- _WHAT IS BEING ASKED_
One number is the whole answer: how many lines of the material hold "stucco".

- _THE RECORDS_
----
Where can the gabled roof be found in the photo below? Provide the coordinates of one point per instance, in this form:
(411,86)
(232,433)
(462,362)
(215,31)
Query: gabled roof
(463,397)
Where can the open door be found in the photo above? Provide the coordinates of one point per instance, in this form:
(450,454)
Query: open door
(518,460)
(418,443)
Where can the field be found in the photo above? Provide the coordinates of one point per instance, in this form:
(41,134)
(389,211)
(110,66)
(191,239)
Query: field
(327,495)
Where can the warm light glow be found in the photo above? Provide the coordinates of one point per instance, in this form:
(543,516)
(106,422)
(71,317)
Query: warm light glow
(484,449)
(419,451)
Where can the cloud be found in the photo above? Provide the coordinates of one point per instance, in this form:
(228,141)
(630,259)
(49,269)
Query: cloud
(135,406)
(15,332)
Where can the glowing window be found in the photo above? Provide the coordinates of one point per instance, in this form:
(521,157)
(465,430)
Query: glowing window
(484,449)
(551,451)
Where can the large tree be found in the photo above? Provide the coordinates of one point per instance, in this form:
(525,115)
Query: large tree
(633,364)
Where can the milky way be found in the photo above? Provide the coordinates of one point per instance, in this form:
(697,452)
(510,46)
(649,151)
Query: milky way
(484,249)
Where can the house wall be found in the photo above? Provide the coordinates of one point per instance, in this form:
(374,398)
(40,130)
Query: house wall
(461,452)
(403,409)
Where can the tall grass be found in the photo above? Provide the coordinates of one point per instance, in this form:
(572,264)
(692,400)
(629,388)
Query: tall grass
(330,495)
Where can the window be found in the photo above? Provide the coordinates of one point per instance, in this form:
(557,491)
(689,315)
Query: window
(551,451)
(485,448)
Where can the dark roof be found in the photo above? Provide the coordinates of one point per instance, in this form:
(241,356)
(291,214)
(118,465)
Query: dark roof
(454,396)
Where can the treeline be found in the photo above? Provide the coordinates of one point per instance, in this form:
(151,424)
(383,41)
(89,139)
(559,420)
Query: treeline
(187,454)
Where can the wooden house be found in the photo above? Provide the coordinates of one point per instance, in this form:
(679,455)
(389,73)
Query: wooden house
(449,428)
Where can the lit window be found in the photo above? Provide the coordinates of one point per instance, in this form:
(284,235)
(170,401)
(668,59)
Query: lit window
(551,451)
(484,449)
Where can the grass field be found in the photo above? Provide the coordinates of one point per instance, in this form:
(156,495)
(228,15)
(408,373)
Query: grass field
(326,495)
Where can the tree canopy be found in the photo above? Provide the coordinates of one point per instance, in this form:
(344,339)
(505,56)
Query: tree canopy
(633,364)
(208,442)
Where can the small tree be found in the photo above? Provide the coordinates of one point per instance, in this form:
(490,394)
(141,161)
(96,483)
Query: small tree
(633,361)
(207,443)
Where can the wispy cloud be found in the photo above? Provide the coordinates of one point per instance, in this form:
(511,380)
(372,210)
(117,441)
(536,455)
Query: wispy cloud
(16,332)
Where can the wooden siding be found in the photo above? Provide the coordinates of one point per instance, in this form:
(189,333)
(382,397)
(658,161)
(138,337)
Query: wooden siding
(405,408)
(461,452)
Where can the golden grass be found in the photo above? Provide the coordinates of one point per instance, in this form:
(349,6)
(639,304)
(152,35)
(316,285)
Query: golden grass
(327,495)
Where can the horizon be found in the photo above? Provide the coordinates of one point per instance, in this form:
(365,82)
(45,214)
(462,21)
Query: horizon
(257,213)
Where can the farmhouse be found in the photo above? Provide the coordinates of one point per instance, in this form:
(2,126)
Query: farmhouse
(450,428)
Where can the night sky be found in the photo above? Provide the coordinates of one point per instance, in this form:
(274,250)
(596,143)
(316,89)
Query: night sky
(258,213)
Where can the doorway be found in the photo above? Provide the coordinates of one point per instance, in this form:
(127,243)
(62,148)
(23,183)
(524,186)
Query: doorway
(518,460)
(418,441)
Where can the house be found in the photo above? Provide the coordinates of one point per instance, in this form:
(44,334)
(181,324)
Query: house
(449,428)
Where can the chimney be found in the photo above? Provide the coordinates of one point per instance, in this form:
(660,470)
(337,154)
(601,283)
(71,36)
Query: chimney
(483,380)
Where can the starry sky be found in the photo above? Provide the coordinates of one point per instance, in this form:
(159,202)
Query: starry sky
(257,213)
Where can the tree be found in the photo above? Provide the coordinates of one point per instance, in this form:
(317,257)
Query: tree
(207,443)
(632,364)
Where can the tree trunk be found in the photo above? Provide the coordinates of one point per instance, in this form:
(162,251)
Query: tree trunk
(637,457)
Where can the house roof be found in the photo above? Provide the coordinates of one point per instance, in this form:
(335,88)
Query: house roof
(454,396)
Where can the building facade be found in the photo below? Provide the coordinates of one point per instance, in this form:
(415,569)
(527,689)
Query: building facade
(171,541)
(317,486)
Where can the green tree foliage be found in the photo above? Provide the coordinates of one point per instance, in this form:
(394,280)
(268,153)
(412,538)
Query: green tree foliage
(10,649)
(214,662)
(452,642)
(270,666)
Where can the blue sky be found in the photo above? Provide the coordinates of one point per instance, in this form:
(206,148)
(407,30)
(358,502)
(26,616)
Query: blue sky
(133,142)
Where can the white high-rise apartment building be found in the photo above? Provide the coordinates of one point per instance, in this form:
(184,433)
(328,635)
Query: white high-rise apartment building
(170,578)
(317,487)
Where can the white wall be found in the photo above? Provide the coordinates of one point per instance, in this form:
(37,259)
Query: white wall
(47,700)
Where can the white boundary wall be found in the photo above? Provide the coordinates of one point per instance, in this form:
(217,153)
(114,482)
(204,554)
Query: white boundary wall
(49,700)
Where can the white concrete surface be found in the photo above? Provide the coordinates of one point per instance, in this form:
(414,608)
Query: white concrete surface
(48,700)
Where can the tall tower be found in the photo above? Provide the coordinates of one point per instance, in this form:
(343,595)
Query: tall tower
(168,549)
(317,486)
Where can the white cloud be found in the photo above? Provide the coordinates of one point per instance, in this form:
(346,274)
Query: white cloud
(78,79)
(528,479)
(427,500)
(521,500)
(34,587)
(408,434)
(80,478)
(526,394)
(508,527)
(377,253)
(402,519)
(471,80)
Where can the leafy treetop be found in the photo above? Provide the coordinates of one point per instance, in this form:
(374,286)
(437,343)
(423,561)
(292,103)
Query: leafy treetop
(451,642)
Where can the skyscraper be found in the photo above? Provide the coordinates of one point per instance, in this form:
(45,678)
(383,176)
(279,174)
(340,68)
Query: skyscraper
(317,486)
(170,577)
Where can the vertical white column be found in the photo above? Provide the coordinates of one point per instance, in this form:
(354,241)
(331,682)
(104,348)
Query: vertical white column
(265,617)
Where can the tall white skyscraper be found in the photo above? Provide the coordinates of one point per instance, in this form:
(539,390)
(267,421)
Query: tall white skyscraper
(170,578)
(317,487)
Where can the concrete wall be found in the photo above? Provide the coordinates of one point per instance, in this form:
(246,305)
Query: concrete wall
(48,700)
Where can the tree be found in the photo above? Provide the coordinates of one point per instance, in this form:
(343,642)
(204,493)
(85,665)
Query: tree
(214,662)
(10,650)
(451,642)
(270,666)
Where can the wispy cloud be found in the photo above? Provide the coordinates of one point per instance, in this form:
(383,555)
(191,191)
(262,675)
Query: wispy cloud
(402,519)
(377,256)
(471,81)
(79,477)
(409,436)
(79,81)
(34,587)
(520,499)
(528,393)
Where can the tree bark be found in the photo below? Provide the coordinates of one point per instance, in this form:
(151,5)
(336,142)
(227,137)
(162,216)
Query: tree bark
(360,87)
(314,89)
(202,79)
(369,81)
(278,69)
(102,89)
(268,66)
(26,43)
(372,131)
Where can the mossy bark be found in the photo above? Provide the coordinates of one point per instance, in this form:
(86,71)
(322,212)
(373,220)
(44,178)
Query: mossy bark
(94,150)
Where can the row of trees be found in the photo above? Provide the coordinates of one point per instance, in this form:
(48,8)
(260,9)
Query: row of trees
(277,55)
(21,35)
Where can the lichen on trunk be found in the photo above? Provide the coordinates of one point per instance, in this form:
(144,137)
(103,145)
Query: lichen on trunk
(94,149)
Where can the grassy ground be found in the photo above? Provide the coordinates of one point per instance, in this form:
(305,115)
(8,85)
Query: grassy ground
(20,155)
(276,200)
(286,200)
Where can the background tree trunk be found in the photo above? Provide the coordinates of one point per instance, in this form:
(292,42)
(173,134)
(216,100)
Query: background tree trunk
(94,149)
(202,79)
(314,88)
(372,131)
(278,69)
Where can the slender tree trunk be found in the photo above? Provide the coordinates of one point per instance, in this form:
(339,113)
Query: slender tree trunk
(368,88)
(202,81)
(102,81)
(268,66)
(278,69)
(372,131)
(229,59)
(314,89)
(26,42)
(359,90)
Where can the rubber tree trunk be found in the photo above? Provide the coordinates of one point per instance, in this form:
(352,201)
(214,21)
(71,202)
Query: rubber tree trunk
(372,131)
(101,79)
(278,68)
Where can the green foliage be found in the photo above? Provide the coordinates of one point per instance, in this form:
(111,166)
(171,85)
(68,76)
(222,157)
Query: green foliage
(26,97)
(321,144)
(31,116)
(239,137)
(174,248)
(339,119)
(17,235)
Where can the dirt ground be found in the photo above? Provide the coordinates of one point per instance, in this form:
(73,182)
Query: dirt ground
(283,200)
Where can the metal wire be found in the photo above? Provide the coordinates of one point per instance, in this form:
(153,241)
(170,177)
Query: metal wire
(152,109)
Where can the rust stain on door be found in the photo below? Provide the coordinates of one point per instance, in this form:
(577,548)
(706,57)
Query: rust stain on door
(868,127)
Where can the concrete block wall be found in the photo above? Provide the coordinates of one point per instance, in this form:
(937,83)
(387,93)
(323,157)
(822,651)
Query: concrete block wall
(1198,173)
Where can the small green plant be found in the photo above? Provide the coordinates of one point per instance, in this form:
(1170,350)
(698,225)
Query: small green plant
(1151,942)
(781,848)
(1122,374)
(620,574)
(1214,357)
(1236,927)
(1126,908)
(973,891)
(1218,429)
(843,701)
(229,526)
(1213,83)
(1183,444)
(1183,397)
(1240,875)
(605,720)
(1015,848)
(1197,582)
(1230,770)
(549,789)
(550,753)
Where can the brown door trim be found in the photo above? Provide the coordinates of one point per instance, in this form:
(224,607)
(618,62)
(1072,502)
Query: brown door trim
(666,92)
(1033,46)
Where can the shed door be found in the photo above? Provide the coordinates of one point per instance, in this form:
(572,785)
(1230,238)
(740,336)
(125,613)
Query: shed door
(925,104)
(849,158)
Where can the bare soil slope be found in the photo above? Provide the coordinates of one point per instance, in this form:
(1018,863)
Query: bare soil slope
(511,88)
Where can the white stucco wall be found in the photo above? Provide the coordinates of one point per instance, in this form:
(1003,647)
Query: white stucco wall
----
- _WRITTEN RESPONSE_
2